(Image region labeling entries)
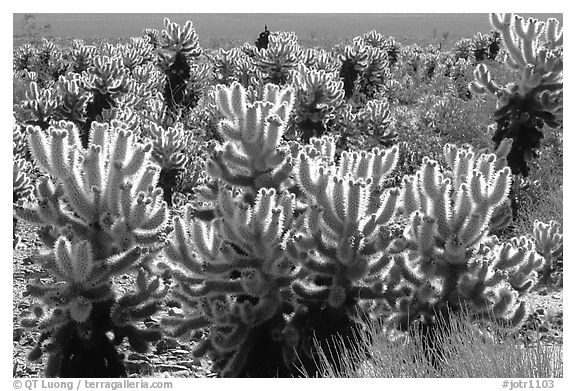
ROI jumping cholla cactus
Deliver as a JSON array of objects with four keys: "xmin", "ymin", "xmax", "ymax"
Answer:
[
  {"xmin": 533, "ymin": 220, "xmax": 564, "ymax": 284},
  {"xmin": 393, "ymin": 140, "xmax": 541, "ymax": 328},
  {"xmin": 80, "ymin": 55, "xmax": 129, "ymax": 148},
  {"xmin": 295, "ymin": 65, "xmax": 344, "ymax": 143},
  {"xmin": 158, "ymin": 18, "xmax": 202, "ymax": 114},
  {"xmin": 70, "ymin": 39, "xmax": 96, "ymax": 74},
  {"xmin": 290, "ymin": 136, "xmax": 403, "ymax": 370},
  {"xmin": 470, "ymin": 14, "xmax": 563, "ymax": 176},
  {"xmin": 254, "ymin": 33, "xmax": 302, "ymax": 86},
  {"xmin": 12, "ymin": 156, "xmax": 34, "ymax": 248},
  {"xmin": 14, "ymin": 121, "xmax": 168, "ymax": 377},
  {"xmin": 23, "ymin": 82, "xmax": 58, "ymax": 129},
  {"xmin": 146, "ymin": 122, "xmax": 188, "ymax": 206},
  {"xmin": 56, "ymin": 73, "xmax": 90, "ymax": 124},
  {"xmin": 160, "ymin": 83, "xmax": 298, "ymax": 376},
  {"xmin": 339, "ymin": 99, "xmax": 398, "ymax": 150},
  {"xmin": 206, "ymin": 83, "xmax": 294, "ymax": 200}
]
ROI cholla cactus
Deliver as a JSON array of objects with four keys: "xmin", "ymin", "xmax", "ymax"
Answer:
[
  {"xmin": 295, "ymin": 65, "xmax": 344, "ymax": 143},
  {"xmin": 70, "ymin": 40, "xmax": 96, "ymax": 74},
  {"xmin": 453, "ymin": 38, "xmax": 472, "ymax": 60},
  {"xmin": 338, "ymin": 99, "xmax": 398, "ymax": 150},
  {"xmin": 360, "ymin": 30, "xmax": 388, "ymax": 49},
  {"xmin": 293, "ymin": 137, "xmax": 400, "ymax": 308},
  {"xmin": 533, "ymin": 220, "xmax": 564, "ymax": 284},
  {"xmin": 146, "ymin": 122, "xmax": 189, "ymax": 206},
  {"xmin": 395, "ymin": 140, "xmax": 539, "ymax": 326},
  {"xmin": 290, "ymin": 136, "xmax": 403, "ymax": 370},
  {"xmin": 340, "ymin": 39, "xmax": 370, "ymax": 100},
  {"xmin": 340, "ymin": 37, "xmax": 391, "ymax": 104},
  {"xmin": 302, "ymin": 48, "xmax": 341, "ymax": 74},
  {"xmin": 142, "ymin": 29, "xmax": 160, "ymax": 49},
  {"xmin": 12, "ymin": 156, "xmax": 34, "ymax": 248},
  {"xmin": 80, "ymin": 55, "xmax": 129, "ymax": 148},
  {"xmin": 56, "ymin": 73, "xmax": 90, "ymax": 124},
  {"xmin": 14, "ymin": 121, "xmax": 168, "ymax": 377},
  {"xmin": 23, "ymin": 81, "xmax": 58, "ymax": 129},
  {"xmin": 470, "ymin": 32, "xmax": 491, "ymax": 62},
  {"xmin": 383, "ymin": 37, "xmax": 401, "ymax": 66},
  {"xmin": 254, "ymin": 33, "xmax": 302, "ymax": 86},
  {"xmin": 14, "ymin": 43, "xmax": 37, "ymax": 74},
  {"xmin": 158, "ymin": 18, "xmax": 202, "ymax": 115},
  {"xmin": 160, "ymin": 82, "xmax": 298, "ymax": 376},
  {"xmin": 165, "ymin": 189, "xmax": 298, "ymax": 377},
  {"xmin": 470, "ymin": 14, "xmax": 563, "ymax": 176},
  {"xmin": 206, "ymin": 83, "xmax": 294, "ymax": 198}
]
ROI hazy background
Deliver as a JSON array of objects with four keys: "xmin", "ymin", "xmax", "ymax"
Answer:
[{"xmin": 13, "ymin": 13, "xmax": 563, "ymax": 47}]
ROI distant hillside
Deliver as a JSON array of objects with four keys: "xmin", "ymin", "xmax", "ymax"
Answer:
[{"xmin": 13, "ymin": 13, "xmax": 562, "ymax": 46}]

What to do. Copy all of these records word for word, leaving out the pictures.

Exercise answer.
ROI jumping cholla cactus
Deliver as a JSON array of objects with four keys: "xmin", "ymin", "xmax", "ymax"
Answer:
[
  {"xmin": 533, "ymin": 220, "xmax": 564, "ymax": 284},
  {"xmin": 393, "ymin": 140, "xmax": 541, "ymax": 328},
  {"xmin": 80, "ymin": 55, "xmax": 129, "ymax": 148},
  {"xmin": 295, "ymin": 65, "xmax": 344, "ymax": 143},
  {"xmin": 158, "ymin": 18, "xmax": 202, "ymax": 114},
  {"xmin": 70, "ymin": 39, "xmax": 96, "ymax": 74},
  {"xmin": 290, "ymin": 136, "xmax": 403, "ymax": 370},
  {"xmin": 470, "ymin": 14, "xmax": 563, "ymax": 176},
  {"xmin": 254, "ymin": 33, "xmax": 302, "ymax": 86},
  {"xmin": 12, "ymin": 156, "xmax": 34, "ymax": 248},
  {"xmin": 14, "ymin": 121, "xmax": 168, "ymax": 377},
  {"xmin": 23, "ymin": 82, "xmax": 58, "ymax": 129},
  {"xmin": 146, "ymin": 122, "xmax": 188, "ymax": 206},
  {"xmin": 56, "ymin": 73, "xmax": 90, "ymax": 124},
  {"xmin": 160, "ymin": 83, "xmax": 298, "ymax": 376},
  {"xmin": 339, "ymin": 99, "xmax": 398, "ymax": 150},
  {"xmin": 206, "ymin": 83, "xmax": 294, "ymax": 200}
]
ROI cholla cactus
Deliver as a JSON array of objects with four keys: "xmin", "ymin", "xmax", "ymax"
Answer:
[
  {"xmin": 295, "ymin": 65, "xmax": 344, "ymax": 143},
  {"xmin": 70, "ymin": 40, "xmax": 96, "ymax": 74},
  {"xmin": 453, "ymin": 38, "xmax": 472, "ymax": 60},
  {"xmin": 338, "ymin": 99, "xmax": 398, "ymax": 150},
  {"xmin": 360, "ymin": 30, "xmax": 388, "ymax": 49},
  {"xmin": 293, "ymin": 137, "xmax": 400, "ymax": 308},
  {"xmin": 533, "ymin": 220, "xmax": 564, "ymax": 284},
  {"xmin": 146, "ymin": 122, "xmax": 189, "ymax": 206},
  {"xmin": 395, "ymin": 140, "xmax": 539, "ymax": 326},
  {"xmin": 290, "ymin": 136, "xmax": 403, "ymax": 370},
  {"xmin": 340, "ymin": 39, "xmax": 370, "ymax": 100},
  {"xmin": 340, "ymin": 37, "xmax": 391, "ymax": 104},
  {"xmin": 302, "ymin": 48, "xmax": 341, "ymax": 74},
  {"xmin": 142, "ymin": 29, "xmax": 160, "ymax": 49},
  {"xmin": 12, "ymin": 156, "xmax": 34, "ymax": 248},
  {"xmin": 80, "ymin": 55, "xmax": 129, "ymax": 148},
  {"xmin": 56, "ymin": 73, "xmax": 90, "ymax": 124},
  {"xmin": 14, "ymin": 121, "xmax": 168, "ymax": 377},
  {"xmin": 23, "ymin": 81, "xmax": 58, "ymax": 129},
  {"xmin": 470, "ymin": 32, "xmax": 491, "ymax": 62},
  {"xmin": 383, "ymin": 37, "xmax": 401, "ymax": 66},
  {"xmin": 254, "ymin": 33, "xmax": 302, "ymax": 86},
  {"xmin": 14, "ymin": 43, "xmax": 37, "ymax": 74},
  {"xmin": 158, "ymin": 18, "xmax": 202, "ymax": 115},
  {"xmin": 160, "ymin": 82, "xmax": 298, "ymax": 376},
  {"xmin": 165, "ymin": 189, "xmax": 298, "ymax": 377},
  {"xmin": 470, "ymin": 14, "xmax": 563, "ymax": 176},
  {"xmin": 206, "ymin": 83, "xmax": 294, "ymax": 198}
]
ROI hazy background
Deliver as a JSON array of objects with four keys: "xmin", "ymin", "xmax", "ymax"
Answer:
[{"xmin": 13, "ymin": 13, "xmax": 563, "ymax": 47}]
ROI distant hillside
Deliver as a JSON array of objects with four keys: "xmin", "ymin", "xmax", "ymax"
Answer:
[{"xmin": 13, "ymin": 13, "xmax": 562, "ymax": 46}]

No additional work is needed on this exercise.